**Document passage**:
------------
Good vs. evil. Light vs. Dark. Day vs. Night.
Man vs. honeysuckle.
I realize the last item does not rank as high on the cosmic existential balance sheet as the first three. Then again, the Big Thinkers who come up with such lists don’t live at my house.
This is a classic story of unintended consequences. Many years, back when I and the universe were young, honeysuckle bushes were seen as a super landscaping option. The particular honeysuckle bushes that you now see everywhere were imported from Europe and Asia in the late 19th century. It didn’t take them long to escape from horticultural gardens and start their march across the continent.
There were some things that made them seem like a desirable addition to your yard. They had these wonderful, fragrant flowers in the spring. They provided privacy from your nosy neighbors. They grew like weeds. Perfect!
Well, not quite. It seems like honeysuckle bushes had some drawbacks that weren’t immediately obvious. They quickly started pushing out native plants and overrunning the landscape. Their fruit was not nearly as nutritious for birds as the native plants they supplanted, causing problems for migrating birds. They grew like weeds.
If you promise not to tell my conservationist friends, I’ll tell you about my honeysuckle bushes.
My back yard is encircled with about 10 feet of honeysuckle bushes. All the information on honeysuckles says they grow to be from 6 to 20 feet tall. The ones in my yard grow about 6 feet a year. For many years, I have been fighting a holding action, keeping them from growing farther out into the yard but not making any significant inroads into eliminating them.
But, thanks to spending more time at home due to Covid-19, this year I have declared war. It’s kind of a guerrilla war, actually, because I’m only attacking small sections at a time, but you have to start somewhere. I am saving the really giant bushes, the ones that are as big as houses and that are twisted around telephone wires, for later — much later.
In some ways, it’s like playing a giant game of whack-a-mole (I get moles in my yard, too, but that’s another story). I wipe out the little bushes but new ones pop up somewhere else. Still, this year I’ve actually made a little progress which gives me hope for the future.
Last weekend there was good weather so on Saturday I went out with my trusty hand saw, parrot beaks and shovel and went to work. I have an aversion to chainsaws and loud noises, so I prefer more primitive methods. I fancy myself as a kind of modern-day Ohio settler, tackling the wilderness with my simple tools and simple mind. I have an advantage in that I don’t have to worry about Native Americans trying to stop me, although I do get some odd looks from my neighbors.
Whack, pull, dig. Whack, pull, dig. I can’t do as much of this as I did 10 or 20 years ago. I have to take a lot more breaks. Plus, it’s counterproductive to look at the entire scene because it really does seem overwhelming. One bush at a time!
How do those settlers who came into Ohio wipe out an entire primeval forest so quickly? It takes me one day to get rid of a couple bushes. They pretty much changed the entire ecosystem in a generation or so. I am doubtful I ever will tame my 1-acre yard.
But hope springs eternal. I’ll keep whacking away and see where it leads. Somewhere, in the distant future, I might actually get to a point where it’s time to replace what I have taken out. I will choose carefully, hopefully deciding on something that, 60 years from now, will be as much trouble for the next landowner as honeysuckle is for me.
------------
**What to do**:
Please answer these from the honeysuckle essay:
(a) In what period, and from where, were the now-widespread honeysuckle bushes imported?
(b) How much do the honeysuckle bushes in the writer's yard grow each year?
(c) What tools did the writer take out on Saturday?
The listing isn't needed for this.

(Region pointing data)
------------
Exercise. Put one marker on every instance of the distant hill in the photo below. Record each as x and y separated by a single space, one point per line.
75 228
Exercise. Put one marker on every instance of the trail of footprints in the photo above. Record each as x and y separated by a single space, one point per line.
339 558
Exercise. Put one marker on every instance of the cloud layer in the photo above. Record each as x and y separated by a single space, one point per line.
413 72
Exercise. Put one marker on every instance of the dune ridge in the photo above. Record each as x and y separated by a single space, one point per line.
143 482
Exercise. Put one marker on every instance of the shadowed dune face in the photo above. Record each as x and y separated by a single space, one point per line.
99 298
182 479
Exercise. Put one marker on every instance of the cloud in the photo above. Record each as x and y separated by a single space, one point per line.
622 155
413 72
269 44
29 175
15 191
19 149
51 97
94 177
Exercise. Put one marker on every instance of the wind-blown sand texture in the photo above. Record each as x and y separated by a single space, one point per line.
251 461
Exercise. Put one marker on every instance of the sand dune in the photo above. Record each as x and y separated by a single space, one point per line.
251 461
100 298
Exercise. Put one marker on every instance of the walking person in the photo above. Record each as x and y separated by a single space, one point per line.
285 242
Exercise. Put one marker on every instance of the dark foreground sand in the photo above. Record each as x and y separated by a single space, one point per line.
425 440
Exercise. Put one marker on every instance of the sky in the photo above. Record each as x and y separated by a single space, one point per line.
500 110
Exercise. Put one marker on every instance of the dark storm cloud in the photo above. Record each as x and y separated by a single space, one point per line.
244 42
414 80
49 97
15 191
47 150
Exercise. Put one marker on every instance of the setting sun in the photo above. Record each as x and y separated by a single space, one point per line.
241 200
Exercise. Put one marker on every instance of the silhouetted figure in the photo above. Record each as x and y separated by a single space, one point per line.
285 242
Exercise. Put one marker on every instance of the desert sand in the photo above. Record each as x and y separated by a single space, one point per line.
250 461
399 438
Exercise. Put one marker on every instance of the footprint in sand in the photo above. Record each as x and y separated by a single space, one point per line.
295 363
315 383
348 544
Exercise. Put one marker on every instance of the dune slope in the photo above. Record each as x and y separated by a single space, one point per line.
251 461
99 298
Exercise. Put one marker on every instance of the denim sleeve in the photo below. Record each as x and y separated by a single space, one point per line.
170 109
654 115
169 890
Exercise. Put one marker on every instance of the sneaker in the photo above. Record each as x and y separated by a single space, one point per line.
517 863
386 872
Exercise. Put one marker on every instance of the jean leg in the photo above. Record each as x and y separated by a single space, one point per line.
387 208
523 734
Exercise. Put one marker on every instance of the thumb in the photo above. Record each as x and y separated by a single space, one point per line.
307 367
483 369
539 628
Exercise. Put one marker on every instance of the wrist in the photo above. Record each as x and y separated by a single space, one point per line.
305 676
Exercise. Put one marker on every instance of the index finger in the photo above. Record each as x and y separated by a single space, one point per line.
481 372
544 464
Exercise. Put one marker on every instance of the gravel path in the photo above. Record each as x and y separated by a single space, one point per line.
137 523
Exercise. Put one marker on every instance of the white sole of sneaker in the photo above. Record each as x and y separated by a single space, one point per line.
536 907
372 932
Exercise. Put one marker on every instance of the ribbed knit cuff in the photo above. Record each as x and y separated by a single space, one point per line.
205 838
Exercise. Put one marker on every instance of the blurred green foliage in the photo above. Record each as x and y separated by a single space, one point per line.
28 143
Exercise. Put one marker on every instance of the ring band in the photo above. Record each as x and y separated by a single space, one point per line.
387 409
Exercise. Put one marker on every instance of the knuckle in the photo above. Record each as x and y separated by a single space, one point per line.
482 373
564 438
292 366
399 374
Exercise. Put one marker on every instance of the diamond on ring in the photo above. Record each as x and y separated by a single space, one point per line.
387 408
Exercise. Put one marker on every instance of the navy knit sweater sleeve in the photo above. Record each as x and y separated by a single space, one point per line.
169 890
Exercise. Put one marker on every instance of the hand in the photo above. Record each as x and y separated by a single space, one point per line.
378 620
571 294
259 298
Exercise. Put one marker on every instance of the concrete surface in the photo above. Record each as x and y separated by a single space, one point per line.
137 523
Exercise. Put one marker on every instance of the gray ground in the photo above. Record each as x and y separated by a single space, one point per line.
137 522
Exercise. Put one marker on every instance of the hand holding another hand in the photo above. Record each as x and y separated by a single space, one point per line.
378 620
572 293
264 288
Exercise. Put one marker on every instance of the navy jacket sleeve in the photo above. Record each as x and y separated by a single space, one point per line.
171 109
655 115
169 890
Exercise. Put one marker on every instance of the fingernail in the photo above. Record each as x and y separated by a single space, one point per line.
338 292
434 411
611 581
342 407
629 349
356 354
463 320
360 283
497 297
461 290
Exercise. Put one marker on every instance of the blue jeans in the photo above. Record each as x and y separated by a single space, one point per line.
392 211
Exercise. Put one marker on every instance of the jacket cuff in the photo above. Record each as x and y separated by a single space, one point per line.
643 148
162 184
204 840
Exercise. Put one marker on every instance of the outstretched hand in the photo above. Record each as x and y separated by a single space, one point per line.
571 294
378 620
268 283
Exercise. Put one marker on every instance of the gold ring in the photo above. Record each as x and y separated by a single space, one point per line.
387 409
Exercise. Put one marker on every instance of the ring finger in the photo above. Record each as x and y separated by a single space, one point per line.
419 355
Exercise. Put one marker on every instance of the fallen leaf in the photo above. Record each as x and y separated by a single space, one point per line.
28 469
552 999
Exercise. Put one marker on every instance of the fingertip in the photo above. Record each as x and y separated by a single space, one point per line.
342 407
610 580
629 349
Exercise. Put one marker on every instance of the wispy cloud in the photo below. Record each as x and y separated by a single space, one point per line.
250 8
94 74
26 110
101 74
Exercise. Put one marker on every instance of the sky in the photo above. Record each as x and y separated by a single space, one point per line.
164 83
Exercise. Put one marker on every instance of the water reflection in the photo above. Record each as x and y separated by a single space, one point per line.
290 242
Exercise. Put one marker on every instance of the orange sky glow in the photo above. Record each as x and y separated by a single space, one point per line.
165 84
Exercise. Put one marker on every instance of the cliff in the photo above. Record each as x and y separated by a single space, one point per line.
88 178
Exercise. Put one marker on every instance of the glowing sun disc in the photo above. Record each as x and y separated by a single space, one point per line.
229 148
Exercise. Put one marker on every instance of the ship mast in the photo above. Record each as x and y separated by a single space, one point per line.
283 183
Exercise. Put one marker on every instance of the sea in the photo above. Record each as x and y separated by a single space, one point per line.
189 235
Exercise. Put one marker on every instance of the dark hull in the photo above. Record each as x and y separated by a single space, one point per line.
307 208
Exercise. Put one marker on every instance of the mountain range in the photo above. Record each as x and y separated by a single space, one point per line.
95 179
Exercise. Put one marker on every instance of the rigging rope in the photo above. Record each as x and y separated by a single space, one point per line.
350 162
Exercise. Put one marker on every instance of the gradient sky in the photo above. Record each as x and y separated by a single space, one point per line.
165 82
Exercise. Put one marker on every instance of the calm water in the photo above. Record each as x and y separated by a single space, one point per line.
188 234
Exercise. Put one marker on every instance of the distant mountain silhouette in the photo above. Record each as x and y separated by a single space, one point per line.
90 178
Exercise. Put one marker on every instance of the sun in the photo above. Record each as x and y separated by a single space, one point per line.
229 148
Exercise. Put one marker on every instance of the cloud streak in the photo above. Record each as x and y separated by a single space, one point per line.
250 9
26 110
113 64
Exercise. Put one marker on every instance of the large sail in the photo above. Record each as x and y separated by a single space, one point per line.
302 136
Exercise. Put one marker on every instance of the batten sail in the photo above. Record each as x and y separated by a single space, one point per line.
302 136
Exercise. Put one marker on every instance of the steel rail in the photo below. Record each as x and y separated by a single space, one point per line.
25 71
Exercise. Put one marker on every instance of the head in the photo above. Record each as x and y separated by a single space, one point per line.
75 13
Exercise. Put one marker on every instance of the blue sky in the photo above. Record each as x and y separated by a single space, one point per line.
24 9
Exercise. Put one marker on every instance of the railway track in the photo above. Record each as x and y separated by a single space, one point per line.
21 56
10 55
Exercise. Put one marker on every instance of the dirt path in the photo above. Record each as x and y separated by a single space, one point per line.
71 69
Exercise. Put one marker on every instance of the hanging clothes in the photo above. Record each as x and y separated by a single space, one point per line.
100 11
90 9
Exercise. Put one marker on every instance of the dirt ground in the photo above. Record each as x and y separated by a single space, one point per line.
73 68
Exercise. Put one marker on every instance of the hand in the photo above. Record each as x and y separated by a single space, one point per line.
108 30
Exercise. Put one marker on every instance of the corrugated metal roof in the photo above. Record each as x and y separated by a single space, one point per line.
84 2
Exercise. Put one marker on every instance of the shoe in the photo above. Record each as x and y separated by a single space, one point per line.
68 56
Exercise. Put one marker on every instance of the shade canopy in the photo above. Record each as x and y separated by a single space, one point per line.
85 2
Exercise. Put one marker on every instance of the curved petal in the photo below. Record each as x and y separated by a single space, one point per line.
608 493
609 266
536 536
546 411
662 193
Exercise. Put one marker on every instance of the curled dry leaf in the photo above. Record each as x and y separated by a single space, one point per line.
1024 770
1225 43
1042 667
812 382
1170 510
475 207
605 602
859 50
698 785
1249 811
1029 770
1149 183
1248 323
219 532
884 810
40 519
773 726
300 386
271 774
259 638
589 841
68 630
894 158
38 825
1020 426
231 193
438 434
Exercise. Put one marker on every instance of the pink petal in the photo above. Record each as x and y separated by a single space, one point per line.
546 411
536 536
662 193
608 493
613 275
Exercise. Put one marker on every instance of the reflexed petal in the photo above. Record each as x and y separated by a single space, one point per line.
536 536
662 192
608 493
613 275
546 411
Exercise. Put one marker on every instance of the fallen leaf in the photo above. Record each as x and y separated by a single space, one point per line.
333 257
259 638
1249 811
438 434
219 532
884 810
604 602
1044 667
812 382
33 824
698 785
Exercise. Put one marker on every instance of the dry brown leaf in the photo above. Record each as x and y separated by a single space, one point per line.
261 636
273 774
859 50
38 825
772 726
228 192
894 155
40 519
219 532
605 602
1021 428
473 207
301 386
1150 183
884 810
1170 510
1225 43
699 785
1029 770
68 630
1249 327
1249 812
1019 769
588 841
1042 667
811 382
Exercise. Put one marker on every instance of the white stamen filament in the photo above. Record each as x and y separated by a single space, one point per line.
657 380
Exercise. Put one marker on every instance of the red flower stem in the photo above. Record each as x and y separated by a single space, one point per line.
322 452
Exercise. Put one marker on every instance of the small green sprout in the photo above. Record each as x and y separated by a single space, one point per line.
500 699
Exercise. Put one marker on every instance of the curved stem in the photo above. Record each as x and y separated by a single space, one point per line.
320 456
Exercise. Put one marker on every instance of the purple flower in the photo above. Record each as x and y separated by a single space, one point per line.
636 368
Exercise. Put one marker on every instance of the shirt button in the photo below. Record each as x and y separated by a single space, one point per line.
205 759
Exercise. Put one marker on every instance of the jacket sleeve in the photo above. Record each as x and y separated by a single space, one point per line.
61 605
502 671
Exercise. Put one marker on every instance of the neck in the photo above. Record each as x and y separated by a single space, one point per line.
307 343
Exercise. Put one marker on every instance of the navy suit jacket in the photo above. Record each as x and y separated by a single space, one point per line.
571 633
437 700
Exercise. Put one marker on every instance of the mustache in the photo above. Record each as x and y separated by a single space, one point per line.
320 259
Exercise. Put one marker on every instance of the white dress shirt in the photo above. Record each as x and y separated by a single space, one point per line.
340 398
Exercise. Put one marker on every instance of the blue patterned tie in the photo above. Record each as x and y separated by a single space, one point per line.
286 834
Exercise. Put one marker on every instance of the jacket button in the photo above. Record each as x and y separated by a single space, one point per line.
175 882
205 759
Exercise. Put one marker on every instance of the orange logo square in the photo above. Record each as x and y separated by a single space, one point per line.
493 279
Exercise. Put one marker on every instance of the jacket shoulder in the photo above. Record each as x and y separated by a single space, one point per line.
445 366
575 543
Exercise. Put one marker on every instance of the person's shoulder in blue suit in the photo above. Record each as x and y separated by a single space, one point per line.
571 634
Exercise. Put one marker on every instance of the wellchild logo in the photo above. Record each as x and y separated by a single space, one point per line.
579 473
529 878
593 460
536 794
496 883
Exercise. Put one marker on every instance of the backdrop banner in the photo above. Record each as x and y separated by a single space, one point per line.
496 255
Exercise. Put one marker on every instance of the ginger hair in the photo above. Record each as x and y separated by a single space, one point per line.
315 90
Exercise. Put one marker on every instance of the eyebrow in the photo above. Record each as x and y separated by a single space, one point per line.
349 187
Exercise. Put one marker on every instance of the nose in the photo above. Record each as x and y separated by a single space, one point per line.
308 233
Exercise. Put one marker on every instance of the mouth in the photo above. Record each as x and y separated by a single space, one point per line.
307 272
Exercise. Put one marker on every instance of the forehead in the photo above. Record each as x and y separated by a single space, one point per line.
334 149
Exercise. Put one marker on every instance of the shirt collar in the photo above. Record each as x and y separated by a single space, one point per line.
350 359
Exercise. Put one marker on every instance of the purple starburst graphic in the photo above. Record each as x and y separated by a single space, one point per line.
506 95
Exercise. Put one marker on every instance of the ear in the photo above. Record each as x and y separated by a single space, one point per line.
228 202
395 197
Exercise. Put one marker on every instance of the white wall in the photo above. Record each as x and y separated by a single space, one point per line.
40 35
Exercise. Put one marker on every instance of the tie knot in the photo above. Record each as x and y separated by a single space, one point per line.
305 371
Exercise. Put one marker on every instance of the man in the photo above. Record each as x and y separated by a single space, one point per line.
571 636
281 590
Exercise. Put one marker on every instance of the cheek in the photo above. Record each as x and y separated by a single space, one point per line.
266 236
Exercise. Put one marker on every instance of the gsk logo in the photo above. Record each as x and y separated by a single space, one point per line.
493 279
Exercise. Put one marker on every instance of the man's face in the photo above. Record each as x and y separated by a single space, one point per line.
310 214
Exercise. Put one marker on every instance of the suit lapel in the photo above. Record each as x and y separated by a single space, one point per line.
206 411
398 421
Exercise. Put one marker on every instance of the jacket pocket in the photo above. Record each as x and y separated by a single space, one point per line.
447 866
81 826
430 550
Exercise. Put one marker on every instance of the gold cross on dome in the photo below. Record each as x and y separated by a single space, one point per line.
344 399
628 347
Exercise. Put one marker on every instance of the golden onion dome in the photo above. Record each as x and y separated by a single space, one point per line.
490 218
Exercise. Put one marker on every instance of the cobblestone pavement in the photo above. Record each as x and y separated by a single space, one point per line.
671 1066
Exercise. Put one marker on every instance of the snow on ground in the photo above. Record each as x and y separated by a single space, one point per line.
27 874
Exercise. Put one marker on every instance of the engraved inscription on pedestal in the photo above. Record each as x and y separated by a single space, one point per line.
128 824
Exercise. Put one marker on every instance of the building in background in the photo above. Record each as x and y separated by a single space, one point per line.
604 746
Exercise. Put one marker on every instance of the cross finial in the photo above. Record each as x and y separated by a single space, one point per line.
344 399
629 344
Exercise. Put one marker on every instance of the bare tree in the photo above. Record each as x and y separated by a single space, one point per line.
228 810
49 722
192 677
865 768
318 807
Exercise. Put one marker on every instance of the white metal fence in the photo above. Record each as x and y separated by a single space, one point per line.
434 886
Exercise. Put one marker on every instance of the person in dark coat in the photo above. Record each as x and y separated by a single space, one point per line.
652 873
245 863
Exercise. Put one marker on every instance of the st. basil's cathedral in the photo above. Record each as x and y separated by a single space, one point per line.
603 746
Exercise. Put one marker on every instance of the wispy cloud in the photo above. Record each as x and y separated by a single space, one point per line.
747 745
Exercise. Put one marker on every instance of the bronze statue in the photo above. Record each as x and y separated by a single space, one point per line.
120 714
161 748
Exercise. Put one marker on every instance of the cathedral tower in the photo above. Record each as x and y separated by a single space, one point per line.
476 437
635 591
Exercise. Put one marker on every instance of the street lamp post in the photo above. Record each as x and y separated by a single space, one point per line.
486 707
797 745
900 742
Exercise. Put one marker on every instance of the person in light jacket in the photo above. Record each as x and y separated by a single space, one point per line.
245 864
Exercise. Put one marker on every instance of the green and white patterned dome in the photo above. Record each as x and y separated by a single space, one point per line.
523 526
------------
**Result of the task**:
(a) In the late 19th century, from Europe and Asia.
(b) About 6 feet a year.
(c) A hand saw, parrot beaks and a shovel.